= Task description =
Continue the Budget 2008 personal finance text, starting after its last sentence.

= Text segment =
What are the implications of these new tax laws on your personal finance?

A panel of experts comprising income-tax expert Subhash Lakhotia, MD and CEO of ICICI Prudential Life Insurance Shikha Sharma and HDFC Mutual Fund MD Milind Barve demystified what Budget 2008 means to your wallet and your money on CNN-IBN's special show Budget and Personal Finance.

The show was moderated by CNBC TV18's Senior Editor-Anchor Vivek Law. Here is how the experts answered some of the questions that the common tax-payer is asking after this Budget.

More money in your hands thanks to the higher tax slabs. But what is the actual benefit for the tax-payer?

Subhash Lakhotia: First of all, it's a happy news for all sections of tax-payers. Be it individual tax-payers, women tax-payers or senior citizens, this will mean big tax saving for all. This is the first time in the history of Budgeting in India that we have seen a provision where in one Finance Bill itself, the exemption limits have been raised in such a large scale and tax slabs restructured.

This will reduce the incidence of income tax for all categories of individual tax-payers. In case of an individual tax-payer, the minimum tax saving will be to the tune of Rs 4,120 (i.e for income between Rs 1.5 - 3 lakh). If the income is Rs 5 lakh and above, the saving will be as high as Rs 45,320, inclusive of education cess.

For women tax-payers, the minimum tax saving will now be Rs 6,695. If she has an income above Rs 5 lakh, the income tax saving will be Rs 44,800. As for senior citizens, the minimum tax saving will be Rs 6,180 while in case of income of Rs 5 lakh and above, the tax saving will be 48,000.

What are the benefits under Section 80D, which is for health insurance. Earlier 80D used to have a limit of Rs 15,000. But now the Budget has a provision under which if one buys a health insurance policy for parents, he/she can claim tax benefit on the same. And if the parents happen to be senior citizens, the limit is up to Rs 20,000.

= Raw records =
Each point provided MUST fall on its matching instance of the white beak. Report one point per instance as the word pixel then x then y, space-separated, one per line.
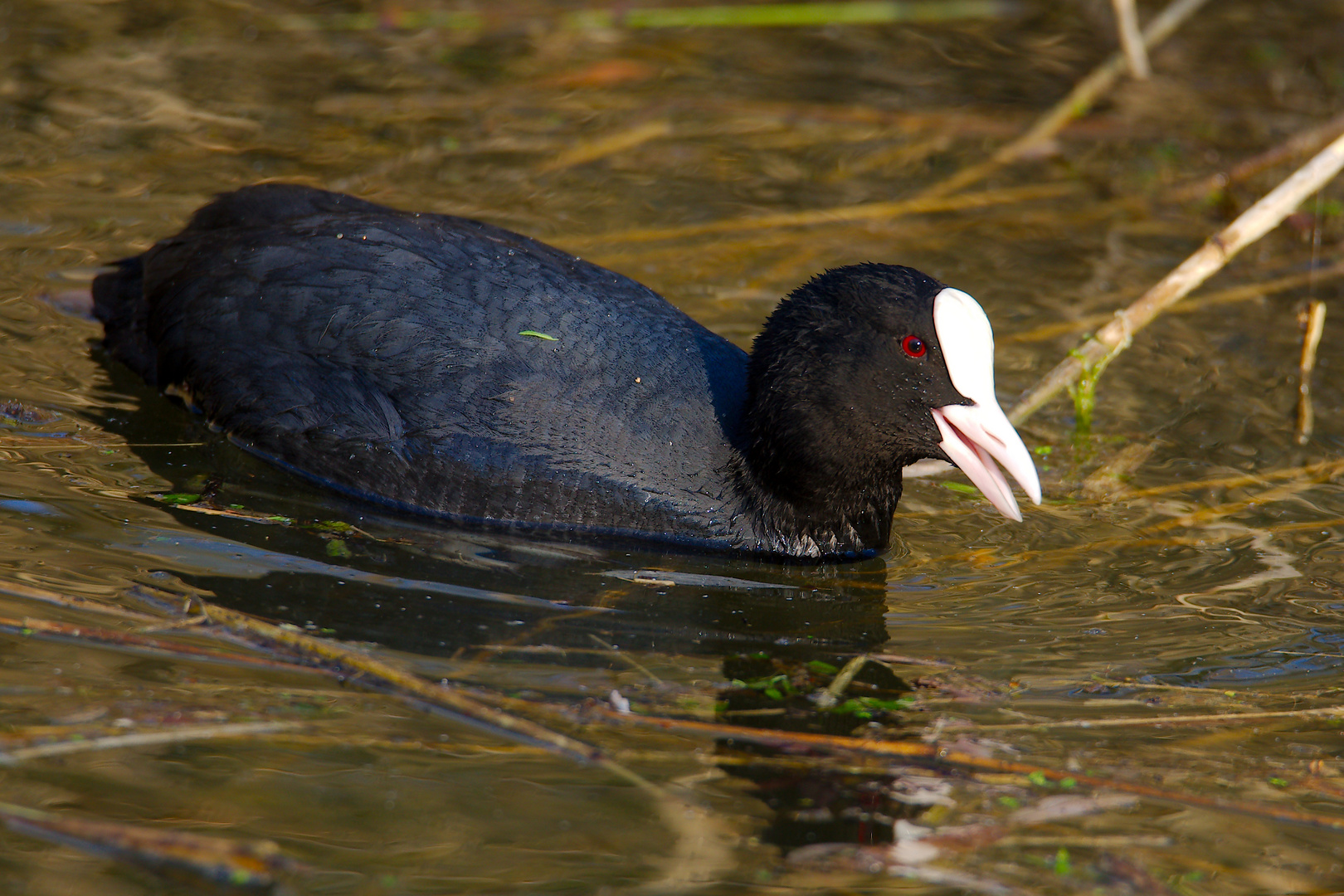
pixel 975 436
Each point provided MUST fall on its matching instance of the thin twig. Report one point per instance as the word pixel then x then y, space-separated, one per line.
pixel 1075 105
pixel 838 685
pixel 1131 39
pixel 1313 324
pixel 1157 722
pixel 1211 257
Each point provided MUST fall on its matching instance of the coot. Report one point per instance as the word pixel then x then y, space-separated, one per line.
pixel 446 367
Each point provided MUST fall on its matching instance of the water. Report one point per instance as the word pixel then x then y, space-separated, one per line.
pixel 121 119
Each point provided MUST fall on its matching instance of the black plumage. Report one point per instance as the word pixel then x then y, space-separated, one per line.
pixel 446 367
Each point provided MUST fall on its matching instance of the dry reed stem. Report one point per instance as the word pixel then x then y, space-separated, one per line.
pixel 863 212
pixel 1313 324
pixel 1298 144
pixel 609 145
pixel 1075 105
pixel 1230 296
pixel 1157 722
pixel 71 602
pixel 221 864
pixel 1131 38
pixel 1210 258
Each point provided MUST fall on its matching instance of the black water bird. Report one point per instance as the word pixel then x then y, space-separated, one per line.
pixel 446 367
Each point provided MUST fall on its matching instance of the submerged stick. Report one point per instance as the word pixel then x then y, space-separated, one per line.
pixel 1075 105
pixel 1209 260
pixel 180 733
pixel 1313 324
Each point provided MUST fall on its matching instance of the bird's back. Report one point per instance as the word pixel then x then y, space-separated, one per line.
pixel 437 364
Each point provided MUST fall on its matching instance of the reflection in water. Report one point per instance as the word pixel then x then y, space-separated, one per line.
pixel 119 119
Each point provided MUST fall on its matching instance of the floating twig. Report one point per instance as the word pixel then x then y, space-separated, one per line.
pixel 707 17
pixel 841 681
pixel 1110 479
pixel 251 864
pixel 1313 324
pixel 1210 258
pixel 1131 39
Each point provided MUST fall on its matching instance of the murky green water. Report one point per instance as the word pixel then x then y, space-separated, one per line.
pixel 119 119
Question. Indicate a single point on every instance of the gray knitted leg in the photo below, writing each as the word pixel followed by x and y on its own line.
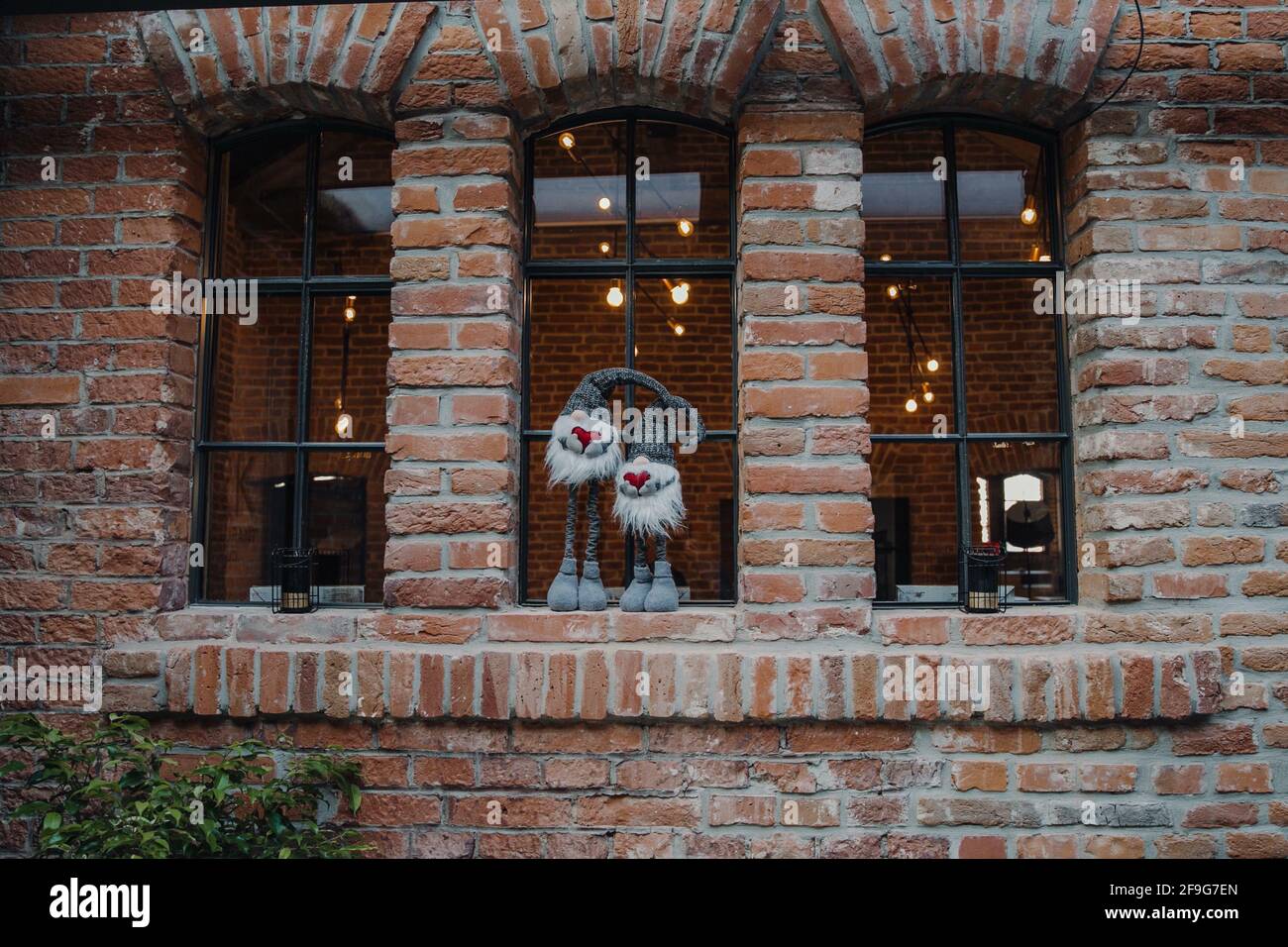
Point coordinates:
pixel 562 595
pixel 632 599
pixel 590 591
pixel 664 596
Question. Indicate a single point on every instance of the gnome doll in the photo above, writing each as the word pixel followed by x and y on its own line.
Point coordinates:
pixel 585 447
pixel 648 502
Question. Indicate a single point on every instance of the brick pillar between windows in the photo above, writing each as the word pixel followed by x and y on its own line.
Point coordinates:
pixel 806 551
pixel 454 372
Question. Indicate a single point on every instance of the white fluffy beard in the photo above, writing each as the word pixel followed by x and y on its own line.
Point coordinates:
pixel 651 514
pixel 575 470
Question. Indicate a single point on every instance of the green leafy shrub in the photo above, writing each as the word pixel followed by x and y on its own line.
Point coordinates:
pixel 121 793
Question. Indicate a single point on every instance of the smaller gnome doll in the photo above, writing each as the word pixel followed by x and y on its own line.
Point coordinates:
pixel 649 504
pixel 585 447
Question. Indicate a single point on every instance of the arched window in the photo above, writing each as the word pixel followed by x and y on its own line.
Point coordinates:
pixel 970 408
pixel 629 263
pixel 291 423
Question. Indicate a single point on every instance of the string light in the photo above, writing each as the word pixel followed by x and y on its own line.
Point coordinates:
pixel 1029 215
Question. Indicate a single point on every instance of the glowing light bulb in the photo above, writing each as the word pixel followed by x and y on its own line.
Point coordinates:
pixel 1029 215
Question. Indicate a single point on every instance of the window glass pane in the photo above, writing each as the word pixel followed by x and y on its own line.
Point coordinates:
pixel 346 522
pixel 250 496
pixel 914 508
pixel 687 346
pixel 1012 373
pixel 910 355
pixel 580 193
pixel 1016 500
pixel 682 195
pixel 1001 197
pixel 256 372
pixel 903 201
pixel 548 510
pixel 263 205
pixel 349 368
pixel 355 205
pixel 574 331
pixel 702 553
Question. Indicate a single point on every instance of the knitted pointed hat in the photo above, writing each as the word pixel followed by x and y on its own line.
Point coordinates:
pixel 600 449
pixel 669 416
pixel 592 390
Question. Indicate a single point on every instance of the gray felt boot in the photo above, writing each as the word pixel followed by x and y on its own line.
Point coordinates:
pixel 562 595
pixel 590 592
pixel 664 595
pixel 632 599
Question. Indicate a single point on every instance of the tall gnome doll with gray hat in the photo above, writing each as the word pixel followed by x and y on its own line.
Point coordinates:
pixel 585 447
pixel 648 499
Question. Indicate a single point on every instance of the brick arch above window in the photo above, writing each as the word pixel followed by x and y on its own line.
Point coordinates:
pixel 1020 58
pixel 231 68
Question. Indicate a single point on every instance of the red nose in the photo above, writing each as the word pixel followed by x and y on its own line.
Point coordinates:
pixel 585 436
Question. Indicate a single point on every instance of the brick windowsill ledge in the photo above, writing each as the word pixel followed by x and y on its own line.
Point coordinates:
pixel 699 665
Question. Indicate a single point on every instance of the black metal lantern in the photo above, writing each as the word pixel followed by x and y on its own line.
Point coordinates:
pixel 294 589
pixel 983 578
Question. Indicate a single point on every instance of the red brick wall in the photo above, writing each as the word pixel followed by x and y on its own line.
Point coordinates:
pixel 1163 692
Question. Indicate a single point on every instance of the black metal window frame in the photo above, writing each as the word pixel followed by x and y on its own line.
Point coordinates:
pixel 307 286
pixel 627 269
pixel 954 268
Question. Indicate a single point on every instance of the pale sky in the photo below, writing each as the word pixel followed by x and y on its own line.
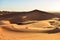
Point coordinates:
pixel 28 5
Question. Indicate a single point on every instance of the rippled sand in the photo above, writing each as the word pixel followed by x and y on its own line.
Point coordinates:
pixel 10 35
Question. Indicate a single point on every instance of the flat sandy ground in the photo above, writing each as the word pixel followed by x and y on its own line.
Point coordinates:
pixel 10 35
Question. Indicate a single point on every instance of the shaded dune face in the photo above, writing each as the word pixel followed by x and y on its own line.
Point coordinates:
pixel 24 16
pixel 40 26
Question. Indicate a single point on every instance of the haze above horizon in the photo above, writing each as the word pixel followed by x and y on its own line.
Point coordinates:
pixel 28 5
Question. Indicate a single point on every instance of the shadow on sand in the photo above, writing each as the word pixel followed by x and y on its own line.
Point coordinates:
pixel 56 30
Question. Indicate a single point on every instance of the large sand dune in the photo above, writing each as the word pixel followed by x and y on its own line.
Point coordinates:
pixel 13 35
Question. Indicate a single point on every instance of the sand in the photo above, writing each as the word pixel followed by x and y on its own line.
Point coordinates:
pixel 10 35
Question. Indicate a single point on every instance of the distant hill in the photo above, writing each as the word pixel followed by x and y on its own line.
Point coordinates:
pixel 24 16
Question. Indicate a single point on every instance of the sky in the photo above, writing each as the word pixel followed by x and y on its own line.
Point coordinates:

= Output for this task =
Subhash Lakhotia: Under the existing provision, you can claim benefit for up to Rs 15,000 for health insurance policies for spouse, children and parents. If the parents happen to be senior citizens, the limit goes up to Rs 20,000.

But under the new law, the Rs 15,000 limit is now for spouse and children while there is a new provision for an additional Rs 15,000 for parents, which add up to a total of Rs 30,000. If the parents are senior citizens, then the additional benefit on parents can go up to Rs 20,000, which add up to Rs 35,000. This amount is going to be a straight deduction from the annual income.

Now, if this is added to the provisions under the new tax slabs, the minimum amount of extra saving on the tax front goes up to Rs 10,000 along with deductions under Section 80D.

Moreover, this Budget has removed a special condition. Earlier the law was that for one to claim tax benefit under Sec 80D, the parents have to be dependent on the tax-payer. Now, they don't have to be dependent and they may have separate incomes and both sides can claim separate deductions as well.

Does this mean good news for health news insurance companies? Will more people now make health insurance a part of their financial planning?

Shikha Sharma: This is indeed a good news for the tax-payers as well as for the health insurance sector now that Budget incentivises people to buy health insurance. But if one looks at the products available in the market today, there are very few products which will cost that much.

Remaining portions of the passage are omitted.